== Task input

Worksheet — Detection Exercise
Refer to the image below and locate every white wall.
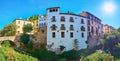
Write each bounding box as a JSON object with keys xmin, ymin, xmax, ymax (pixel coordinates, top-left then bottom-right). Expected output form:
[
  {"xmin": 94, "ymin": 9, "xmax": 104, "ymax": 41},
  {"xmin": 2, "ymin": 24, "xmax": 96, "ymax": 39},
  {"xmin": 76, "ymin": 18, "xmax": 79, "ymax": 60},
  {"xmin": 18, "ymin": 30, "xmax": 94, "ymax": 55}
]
[{"xmin": 47, "ymin": 10, "xmax": 87, "ymax": 51}]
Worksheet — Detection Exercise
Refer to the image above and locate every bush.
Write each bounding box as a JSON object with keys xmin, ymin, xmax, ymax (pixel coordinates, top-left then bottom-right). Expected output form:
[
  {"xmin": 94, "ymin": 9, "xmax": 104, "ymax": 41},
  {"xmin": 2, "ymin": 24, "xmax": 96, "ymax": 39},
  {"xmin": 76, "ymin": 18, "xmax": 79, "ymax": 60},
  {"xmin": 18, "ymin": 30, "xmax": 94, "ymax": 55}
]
[
  {"xmin": 84, "ymin": 52, "xmax": 114, "ymax": 61},
  {"xmin": 59, "ymin": 58, "xmax": 66, "ymax": 61},
  {"xmin": 59, "ymin": 50, "xmax": 79, "ymax": 60}
]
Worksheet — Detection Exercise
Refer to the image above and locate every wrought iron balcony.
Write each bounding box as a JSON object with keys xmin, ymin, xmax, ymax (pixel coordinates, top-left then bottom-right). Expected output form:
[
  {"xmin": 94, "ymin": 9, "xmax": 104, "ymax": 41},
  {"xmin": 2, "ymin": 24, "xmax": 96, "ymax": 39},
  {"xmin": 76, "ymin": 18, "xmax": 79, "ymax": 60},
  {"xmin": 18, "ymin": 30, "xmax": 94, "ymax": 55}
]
[
  {"xmin": 60, "ymin": 27, "xmax": 65, "ymax": 30},
  {"xmin": 50, "ymin": 25, "xmax": 57, "ymax": 30},
  {"xmin": 51, "ymin": 18, "xmax": 56, "ymax": 22},
  {"xmin": 70, "ymin": 27, "xmax": 74, "ymax": 30},
  {"xmin": 81, "ymin": 26, "xmax": 85, "ymax": 31}
]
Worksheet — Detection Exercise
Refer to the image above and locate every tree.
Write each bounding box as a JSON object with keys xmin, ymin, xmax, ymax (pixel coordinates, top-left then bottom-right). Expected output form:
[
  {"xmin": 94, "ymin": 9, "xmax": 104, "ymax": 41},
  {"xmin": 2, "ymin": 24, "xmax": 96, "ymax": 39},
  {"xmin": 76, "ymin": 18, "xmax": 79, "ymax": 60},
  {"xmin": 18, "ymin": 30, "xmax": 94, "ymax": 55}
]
[
  {"xmin": 20, "ymin": 33, "xmax": 30, "ymax": 44},
  {"xmin": 73, "ymin": 39, "xmax": 79, "ymax": 50},
  {"xmin": 29, "ymin": 15, "xmax": 38, "ymax": 22},
  {"xmin": 117, "ymin": 27, "xmax": 120, "ymax": 32},
  {"xmin": 100, "ymin": 39, "xmax": 105, "ymax": 50},
  {"xmin": 1, "ymin": 40, "xmax": 11, "ymax": 47},
  {"xmin": 23, "ymin": 24, "xmax": 33, "ymax": 33},
  {"xmin": 27, "ymin": 41, "xmax": 33, "ymax": 49},
  {"xmin": 0, "ymin": 23, "xmax": 17, "ymax": 36}
]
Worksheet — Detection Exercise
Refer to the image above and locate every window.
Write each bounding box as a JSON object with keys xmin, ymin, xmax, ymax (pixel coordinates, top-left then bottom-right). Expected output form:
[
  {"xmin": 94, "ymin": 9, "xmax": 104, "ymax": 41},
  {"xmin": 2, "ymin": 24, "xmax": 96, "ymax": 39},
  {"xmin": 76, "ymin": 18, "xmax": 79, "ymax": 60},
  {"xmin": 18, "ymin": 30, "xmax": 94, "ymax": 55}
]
[
  {"xmin": 18, "ymin": 26, "xmax": 20, "ymax": 28},
  {"xmin": 70, "ymin": 32, "xmax": 73, "ymax": 38},
  {"xmin": 18, "ymin": 31, "xmax": 20, "ymax": 34},
  {"xmin": 81, "ymin": 26, "xmax": 85, "ymax": 31},
  {"xmin": 18, "ymin": 21, "xmax": 20, "ymax": 24},
  {"xmin": 49, "ymin": 9, "xmax": 52, "ymax": 12},
  {"xmin": 81, "ymin": 33, "xmax": 84, "ymax": 38},
  {"xmin": 55, "ymin": 9, "xmax": 58, "ymax": 12},
  {"xmin": 61, "ymin": 16, "xmax": 65, "ymax": 22},
  {"xmin": 61, "ymin": 32, "xmax": 65, "ymax": 38},
  {"xmin": 52, "ymin": 32, "xmax": 55, "ymax": 38},
  {"xmin": 70, "ymin": 25, "xmax": 74, "ymax": 30},
  {"xmin": 61, "ymin": 24, "xmax": 65, "ymax": 30},
  {"xmin": 52, "ymin": 16, "xmax": 56, "ymax": 22},
  {"xmin": 24, "ymin": 22, "xmax": 25, "ymax": 25},
  {"xmin": 81, "ymin": 19, "xmax": 84, "ymax": 24},
  {"xmin": 70, "ymin": 17, "xmax": 74, "ymax": 22},
  {"xmin": 49, "ymin": 9, "xmax": 58, "ymax": 12},
  {"xmin": 53, "ymin": 9, "xmax": 55, "ymax": 12},
  {"xmin": 88, "ymin": 26, "xmax": 90, "ymax": 31},
  {"xmin": 51, "ymin": 24, "xmax": 57, "ymax": 30},
  {"xmin": 91, "ymin": 26, "xmax": 94, "ymax": 33}
]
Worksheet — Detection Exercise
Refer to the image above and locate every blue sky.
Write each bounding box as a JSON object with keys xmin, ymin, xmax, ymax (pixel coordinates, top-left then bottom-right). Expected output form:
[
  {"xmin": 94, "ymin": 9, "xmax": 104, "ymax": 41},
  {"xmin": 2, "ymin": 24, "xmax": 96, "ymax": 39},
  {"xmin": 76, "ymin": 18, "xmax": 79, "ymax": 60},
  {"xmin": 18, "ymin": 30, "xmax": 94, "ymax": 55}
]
[{"xmin": 0, "ymin": 0, "xmax": 120, "ymax": 29}]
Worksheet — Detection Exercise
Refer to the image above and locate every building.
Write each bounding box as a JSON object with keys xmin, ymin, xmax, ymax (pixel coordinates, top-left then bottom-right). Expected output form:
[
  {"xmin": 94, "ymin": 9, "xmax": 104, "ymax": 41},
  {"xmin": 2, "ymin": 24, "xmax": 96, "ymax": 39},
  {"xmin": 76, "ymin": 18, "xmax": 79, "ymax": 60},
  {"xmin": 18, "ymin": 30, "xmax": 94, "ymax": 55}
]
[
  {"xmin": 103, "ymin": 24, "xmax": 115, "ymax": 34},
  {"xmin": 80, "ymin": 12, "xmax": 103, "ymax": 47},
  {"xmin": 33, "ymin": 20, "xmax": 38, "ymax": 33},
  {"xmin": 13, "ymin": 19, "xmax": 33, "ymax": 35},
  {"xmin": 38, "ymin": 7, "xmax": 87, "ymax": 51}
]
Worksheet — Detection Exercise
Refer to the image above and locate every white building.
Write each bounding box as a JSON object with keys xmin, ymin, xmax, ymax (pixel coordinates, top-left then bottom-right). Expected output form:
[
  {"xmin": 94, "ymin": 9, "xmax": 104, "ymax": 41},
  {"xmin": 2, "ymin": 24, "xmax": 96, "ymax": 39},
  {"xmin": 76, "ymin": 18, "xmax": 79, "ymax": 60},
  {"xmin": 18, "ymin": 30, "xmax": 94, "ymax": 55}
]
[
  {"xmin": 39, "ymin": 7, "xmax": 87, "ymax": 51},
  {"xmin": 38, "ymin": 15, "xmax": 47, "ymax": 29},
  {"xmin": 13, "ymin": 19, "xmax": 33, "ymax": 35}
]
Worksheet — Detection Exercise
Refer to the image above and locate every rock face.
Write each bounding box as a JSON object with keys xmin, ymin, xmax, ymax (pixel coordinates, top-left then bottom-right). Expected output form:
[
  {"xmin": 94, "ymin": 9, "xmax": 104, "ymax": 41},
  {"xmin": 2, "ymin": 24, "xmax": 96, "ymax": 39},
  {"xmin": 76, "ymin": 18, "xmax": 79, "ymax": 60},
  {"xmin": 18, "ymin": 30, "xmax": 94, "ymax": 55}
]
[{"xmin": 33, "ymin": 27, "xmax": 47, "ymax": 48}]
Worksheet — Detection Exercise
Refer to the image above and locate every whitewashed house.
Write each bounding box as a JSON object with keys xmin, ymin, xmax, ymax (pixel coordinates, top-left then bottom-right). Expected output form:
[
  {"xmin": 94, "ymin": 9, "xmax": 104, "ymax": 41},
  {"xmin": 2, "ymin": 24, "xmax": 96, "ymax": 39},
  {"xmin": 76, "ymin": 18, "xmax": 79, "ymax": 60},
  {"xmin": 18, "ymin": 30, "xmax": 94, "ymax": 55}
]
[{"xmin": 39, "ymin": 7, "xmax": 87, "ymax": 51}]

====

Pick out each line of the items above that contains the word "building" and copy it.

Refer to the image above and locate every building.
Refer to the image above and locate every white building.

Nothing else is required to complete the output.